What you need to do: Pull out and copy every line below that contains the string "jacket". Case counts, so match capital and lowercase letters exactly.

Material provided:

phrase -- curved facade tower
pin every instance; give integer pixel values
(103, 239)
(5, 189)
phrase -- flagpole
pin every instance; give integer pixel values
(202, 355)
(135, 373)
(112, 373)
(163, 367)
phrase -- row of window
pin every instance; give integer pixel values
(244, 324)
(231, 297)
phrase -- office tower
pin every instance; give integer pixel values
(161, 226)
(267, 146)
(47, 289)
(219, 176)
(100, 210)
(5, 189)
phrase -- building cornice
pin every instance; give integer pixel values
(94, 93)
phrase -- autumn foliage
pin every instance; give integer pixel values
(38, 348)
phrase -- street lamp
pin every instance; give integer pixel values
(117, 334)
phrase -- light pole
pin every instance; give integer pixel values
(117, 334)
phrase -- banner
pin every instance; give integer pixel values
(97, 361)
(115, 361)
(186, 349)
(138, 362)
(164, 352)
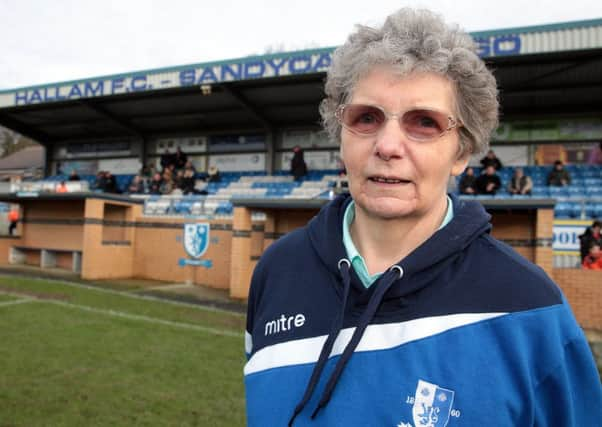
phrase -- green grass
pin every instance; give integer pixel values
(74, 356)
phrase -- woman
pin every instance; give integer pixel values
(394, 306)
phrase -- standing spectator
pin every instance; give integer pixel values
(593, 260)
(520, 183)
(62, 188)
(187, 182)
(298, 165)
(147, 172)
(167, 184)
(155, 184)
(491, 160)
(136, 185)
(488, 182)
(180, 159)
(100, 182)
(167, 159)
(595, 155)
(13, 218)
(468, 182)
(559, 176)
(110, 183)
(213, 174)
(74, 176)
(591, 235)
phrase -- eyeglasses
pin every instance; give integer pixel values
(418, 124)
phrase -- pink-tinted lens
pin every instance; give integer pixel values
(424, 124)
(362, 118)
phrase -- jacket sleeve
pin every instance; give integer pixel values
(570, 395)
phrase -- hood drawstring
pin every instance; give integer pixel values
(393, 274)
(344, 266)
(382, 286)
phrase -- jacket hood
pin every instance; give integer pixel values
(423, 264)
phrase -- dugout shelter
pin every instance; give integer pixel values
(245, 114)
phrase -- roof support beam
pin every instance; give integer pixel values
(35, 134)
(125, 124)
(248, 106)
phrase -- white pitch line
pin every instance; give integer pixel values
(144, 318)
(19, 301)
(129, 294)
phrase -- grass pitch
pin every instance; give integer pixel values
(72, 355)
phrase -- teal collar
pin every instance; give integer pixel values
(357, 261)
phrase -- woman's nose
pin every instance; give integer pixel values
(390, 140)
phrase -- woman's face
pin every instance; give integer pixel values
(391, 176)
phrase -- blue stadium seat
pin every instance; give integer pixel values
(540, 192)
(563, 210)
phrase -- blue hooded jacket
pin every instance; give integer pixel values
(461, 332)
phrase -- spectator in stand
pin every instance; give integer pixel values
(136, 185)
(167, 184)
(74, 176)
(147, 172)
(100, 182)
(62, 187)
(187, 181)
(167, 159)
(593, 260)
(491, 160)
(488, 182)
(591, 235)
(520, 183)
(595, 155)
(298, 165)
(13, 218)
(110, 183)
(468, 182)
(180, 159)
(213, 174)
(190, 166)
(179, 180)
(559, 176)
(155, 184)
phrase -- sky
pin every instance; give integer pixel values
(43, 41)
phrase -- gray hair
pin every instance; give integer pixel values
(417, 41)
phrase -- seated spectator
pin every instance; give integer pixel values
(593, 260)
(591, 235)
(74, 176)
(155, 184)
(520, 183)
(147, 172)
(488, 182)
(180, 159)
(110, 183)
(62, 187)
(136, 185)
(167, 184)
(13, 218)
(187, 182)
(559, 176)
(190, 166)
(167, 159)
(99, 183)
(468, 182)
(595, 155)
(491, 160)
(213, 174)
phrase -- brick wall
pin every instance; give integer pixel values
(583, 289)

* * *

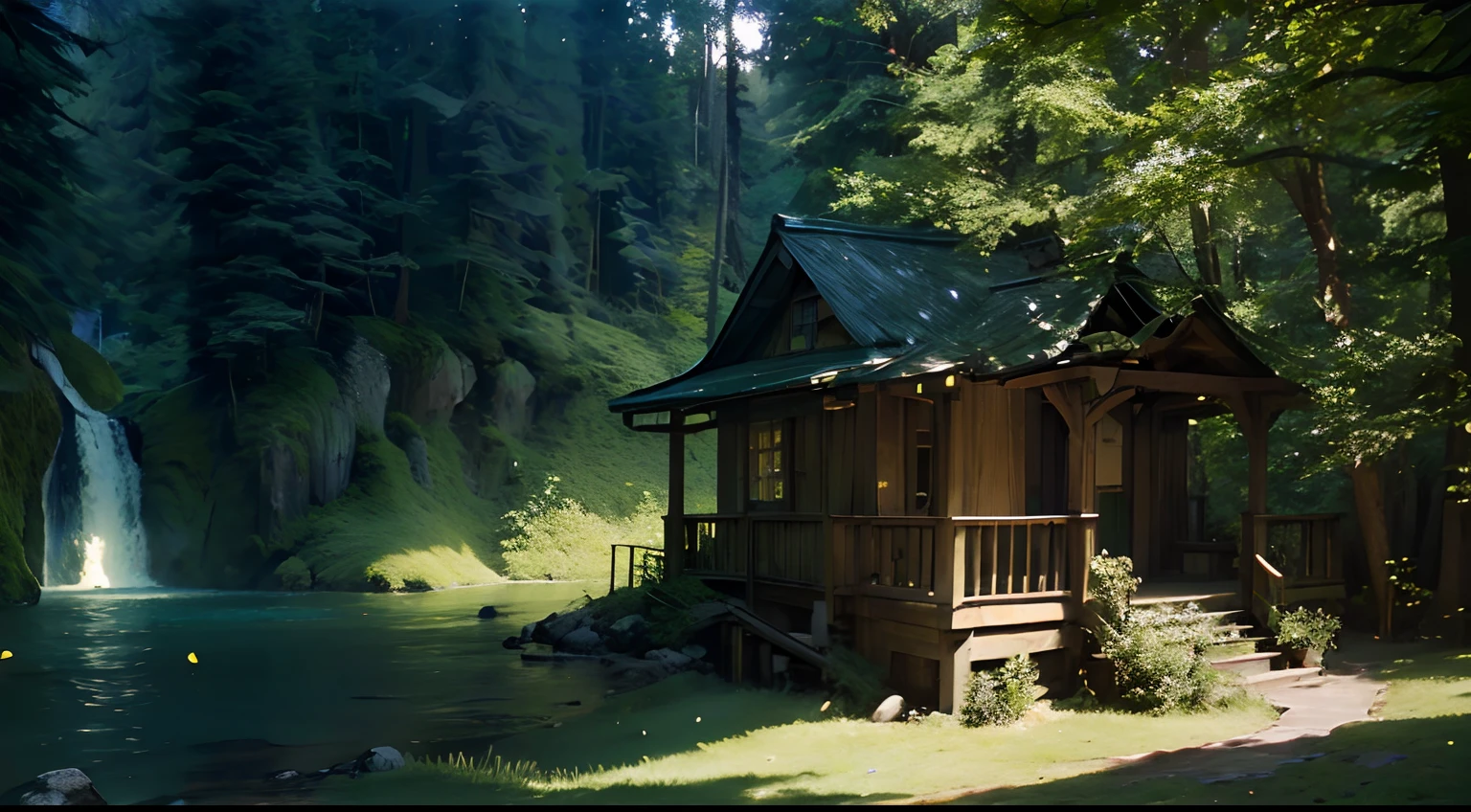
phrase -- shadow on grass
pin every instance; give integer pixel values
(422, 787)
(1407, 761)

Solution to this exercise:
phrase -- jacket sleeve
phrase -- jacket hood
phrase -- blue hooded jacket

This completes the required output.